Convert every line of the listing below into a Markdown table with two columns, Row and Line. Put a sequential row number in Row and the line itself in Line, and skip any blank lines.
>> START
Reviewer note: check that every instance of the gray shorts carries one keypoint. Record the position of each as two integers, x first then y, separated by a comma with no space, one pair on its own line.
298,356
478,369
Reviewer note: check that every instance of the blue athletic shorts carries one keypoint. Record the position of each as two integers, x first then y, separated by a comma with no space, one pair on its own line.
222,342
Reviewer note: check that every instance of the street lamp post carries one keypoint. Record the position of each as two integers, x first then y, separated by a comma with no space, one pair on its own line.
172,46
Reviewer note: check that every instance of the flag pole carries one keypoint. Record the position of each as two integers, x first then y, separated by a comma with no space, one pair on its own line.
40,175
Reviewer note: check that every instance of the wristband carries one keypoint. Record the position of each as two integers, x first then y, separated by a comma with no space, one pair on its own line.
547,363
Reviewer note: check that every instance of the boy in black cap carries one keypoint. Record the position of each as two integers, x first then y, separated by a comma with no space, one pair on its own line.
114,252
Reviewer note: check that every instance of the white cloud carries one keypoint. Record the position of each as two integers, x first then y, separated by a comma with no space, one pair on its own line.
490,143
>> END
Answer for this exercise:
| Row | Line |
|---|---|
| 1 | Reviewer note: check that every instance of the gray shorts carries one keypoint. Record the position of each as two integers, x first then y, separated by a comma with no space, one pair on its own line. |
| 2 | 298,356 |
| 3 | 478,369 |
| 4 | Reviewer note: check that every instance of the blue athletic shorts carries one keypoint. Record the position of each as two integers, x first then y, separated by a comma with no space, one pair on its own line. |
| 5 | 222,342 |
| 6 | Reviewer note: check that every instance of the street lamp post carries one keypoint. Record the position of each as two integers, x first then y, separated by a comma with no space, one pair on its own line. |
| 7 | 172,46 |
| 8 | Reviewer note: check that every instance of the flag pole carries one keypoint. Record the position of each as two integers, x first then y, separated by a comma with no space, one pair on its own line. |
| 9 | 40,175 |
| 10 | Reviewer note: check that every instance of the wristband carries one keypoint. Record the position of each as two integers, x first then y, separated by a comma with no space, one pair on its own line. |
| 11 | 547,363 |
| 12 | Reviewer note: check that every instance of the boy in black cap carries one keypoint. Record the position of each as two integers, x first then y, separated by a comma with no space, one pair on its own line. |
| 13 | 114,252 |
| 14 | Reviewer note: check that every instance of the white cloud carries one keypoint. Record the position of each as two integers, x first then y, separated by a comma with no space, one pair on its own line. |
| 15 | 490,143 |